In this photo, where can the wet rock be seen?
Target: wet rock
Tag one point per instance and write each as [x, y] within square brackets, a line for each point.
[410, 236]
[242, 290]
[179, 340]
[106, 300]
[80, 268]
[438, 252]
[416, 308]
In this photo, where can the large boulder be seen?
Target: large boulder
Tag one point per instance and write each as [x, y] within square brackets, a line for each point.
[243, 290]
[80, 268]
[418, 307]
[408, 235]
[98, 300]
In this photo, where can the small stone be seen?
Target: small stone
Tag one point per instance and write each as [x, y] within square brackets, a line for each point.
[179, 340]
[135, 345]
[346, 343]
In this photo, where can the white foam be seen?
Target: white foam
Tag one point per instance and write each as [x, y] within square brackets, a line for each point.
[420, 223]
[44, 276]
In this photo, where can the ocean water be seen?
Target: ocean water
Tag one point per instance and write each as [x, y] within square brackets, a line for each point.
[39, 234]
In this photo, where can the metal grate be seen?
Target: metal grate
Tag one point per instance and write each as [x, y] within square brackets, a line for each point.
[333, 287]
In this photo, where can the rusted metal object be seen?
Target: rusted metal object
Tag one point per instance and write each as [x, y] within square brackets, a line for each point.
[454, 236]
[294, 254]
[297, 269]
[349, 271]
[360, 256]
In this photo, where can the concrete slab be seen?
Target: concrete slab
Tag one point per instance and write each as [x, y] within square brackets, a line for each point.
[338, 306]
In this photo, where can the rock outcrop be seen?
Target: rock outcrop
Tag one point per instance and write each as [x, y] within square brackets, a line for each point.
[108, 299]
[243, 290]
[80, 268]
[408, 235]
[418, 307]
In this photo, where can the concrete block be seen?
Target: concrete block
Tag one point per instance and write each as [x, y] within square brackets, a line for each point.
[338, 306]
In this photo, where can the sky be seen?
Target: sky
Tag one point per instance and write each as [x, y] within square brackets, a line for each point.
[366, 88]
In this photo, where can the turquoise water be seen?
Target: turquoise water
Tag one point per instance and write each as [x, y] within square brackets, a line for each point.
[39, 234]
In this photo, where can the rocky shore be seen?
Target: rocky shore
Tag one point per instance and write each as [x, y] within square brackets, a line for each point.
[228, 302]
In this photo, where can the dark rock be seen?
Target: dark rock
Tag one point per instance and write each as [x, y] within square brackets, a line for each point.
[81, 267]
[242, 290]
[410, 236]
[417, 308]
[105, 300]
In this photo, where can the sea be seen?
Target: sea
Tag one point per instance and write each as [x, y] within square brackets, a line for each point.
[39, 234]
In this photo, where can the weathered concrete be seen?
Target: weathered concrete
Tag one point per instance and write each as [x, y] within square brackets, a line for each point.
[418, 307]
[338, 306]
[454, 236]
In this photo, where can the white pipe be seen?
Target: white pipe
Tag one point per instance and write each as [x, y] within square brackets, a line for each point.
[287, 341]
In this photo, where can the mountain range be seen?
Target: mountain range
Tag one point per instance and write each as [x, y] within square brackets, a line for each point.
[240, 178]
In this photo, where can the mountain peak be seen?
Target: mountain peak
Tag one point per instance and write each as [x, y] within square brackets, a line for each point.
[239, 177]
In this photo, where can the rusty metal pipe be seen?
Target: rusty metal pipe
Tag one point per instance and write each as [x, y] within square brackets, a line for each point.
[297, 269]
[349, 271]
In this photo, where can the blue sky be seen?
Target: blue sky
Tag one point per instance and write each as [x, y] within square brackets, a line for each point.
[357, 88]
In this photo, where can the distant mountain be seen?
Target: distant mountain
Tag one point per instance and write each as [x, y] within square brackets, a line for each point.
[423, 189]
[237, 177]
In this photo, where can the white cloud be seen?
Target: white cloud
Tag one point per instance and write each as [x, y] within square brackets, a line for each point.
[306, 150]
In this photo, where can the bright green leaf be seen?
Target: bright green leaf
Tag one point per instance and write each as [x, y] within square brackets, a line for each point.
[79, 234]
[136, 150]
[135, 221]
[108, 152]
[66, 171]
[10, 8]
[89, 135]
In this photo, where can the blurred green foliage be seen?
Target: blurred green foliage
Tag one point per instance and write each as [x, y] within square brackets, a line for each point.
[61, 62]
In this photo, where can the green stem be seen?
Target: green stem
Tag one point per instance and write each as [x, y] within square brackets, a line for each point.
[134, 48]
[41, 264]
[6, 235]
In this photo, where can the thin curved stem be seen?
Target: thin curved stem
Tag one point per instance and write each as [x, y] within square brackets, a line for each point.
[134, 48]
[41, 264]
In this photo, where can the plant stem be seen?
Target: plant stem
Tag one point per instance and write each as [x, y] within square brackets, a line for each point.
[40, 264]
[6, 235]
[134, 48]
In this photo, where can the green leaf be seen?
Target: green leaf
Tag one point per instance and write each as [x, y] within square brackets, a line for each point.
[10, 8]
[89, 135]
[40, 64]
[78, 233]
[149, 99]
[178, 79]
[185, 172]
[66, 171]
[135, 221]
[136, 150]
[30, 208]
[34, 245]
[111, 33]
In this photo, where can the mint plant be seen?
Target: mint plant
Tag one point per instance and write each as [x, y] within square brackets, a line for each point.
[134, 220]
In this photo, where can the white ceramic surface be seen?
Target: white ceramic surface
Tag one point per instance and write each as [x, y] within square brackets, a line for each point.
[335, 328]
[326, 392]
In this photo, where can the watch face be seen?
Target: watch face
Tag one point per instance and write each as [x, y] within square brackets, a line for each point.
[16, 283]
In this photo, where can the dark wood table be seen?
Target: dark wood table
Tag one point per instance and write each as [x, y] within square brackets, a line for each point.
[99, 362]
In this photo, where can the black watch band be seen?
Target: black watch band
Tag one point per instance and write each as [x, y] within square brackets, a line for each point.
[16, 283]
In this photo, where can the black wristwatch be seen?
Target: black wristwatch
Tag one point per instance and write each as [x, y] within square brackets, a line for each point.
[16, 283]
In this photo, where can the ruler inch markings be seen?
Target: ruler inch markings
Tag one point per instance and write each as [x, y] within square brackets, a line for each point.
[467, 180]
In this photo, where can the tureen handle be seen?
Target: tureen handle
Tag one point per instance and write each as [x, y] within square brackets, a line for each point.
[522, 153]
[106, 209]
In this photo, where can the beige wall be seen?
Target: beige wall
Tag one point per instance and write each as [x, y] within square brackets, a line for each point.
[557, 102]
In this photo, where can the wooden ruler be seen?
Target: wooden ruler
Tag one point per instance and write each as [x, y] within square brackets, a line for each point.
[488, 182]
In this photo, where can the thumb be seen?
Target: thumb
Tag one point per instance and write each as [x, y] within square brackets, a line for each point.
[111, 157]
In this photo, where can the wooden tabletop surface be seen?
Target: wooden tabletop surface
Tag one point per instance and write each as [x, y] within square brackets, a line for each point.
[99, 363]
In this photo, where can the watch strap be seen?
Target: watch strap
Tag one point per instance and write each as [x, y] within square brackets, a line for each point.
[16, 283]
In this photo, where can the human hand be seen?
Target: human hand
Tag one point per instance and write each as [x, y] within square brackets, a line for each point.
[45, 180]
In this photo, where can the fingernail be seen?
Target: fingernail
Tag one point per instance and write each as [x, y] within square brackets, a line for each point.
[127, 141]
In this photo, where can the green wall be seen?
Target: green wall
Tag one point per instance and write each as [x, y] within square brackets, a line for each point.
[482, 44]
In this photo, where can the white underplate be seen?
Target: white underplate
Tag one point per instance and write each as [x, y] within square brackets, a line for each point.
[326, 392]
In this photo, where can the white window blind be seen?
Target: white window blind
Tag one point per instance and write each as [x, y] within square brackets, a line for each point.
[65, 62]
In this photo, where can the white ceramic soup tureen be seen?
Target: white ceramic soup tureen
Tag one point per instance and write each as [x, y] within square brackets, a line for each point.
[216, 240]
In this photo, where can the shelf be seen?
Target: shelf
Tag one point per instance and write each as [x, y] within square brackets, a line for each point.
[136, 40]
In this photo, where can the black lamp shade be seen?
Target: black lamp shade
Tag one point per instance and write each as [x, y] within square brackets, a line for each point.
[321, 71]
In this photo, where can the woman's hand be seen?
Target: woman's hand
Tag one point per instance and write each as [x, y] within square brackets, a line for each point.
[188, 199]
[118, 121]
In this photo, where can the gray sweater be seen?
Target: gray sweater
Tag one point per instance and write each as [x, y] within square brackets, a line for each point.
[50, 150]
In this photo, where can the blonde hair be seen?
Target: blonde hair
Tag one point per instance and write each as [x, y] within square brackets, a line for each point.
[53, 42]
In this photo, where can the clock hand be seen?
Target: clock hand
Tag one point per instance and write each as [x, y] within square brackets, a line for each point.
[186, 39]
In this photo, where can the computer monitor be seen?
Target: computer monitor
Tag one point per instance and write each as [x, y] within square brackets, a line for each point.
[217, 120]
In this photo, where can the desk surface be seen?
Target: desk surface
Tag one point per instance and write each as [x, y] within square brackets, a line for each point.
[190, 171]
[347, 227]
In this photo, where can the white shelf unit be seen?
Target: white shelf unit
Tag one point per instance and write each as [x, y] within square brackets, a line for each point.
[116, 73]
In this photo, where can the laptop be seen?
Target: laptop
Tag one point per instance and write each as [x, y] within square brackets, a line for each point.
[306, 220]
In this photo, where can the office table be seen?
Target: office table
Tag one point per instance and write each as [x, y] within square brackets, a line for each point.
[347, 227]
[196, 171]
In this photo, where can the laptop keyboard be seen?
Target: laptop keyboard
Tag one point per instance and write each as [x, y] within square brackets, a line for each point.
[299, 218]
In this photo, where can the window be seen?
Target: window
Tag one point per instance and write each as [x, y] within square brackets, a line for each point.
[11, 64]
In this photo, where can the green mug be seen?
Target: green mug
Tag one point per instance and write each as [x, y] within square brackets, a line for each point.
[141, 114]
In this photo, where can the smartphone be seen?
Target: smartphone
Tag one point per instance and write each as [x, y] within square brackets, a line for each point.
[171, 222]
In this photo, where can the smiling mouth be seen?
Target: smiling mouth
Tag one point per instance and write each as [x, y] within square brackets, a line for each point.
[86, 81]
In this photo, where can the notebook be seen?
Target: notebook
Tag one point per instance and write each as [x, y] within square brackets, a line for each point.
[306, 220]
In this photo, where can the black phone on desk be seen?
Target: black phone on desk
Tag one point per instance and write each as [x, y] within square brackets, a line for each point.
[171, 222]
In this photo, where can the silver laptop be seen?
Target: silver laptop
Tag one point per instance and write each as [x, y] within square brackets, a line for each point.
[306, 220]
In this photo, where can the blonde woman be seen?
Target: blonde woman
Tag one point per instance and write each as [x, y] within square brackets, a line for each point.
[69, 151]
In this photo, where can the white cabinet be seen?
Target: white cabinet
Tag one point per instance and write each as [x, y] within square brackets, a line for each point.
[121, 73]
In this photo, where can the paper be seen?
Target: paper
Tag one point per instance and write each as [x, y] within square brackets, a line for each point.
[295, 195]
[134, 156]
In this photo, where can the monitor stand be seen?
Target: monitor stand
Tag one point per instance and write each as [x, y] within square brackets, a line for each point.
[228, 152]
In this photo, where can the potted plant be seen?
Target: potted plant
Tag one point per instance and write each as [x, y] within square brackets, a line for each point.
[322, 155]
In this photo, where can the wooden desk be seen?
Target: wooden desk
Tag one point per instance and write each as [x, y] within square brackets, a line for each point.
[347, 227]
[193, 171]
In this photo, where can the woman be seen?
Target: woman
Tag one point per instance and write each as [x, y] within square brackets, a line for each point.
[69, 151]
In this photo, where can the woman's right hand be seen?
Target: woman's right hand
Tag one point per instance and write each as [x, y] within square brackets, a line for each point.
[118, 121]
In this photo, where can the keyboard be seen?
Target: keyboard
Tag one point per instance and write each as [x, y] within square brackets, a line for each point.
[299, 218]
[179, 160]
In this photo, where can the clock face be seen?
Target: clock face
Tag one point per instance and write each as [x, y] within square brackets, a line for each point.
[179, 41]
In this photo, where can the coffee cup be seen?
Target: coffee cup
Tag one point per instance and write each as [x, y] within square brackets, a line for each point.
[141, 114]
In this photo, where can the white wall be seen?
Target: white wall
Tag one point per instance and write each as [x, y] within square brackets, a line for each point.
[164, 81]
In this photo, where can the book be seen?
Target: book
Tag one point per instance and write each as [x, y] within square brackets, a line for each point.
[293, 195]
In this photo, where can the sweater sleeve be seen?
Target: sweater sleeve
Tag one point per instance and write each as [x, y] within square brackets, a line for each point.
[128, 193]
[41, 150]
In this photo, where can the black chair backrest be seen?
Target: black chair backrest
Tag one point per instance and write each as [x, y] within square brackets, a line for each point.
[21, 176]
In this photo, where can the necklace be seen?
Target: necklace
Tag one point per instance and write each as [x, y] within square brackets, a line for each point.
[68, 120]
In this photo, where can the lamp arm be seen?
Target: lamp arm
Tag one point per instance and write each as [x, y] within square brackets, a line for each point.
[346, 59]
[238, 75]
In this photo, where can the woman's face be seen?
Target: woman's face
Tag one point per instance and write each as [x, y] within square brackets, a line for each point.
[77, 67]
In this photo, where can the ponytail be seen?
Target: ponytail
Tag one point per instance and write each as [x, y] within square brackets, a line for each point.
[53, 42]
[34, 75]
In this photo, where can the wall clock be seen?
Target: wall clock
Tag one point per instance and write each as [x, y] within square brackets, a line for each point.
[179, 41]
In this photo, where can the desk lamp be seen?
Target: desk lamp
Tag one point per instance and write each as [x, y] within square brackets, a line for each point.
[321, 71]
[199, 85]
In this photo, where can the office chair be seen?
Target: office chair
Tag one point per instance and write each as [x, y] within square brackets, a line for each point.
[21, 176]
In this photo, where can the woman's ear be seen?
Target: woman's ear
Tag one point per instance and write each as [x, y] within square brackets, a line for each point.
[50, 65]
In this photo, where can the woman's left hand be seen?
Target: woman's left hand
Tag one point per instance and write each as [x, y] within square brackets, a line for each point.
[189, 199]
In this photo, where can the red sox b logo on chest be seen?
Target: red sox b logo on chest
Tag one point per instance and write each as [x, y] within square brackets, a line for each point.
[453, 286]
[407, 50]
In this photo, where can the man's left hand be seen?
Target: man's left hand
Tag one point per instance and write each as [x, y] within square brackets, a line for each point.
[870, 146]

## DIRECTIVE
Write out the data verbatim from the line containing "In this photo, where can the woman's ear" through the final line of the data, including both of those lines.

## COMPLETED EXERCISE
In this photo, where can the woman's ear be seen?
Target: woman's ear
Tag one point per instance and write each as [x, y] within square brackets, a line for each point.
[50, 65]
In this photo, where can the woman's left hand be seen?
Target: woman's left hand
Tag one point per instance and write each as [x, y] within square brackets, a line for each point.
[189, 199]
In this photo, where can the red sox b logo on chest be seen?
Target: red sox b logo on chest
Tag one point per instance and write each as [x, y] within square brackets, a line for each point.
[453, 286]
[407, 50]
In this photo, where can the man's left hand be seen?
Target: man's left hand
Tag one point per instance and write each as [x, y] within square brackets, a line for each point.
[870, 146]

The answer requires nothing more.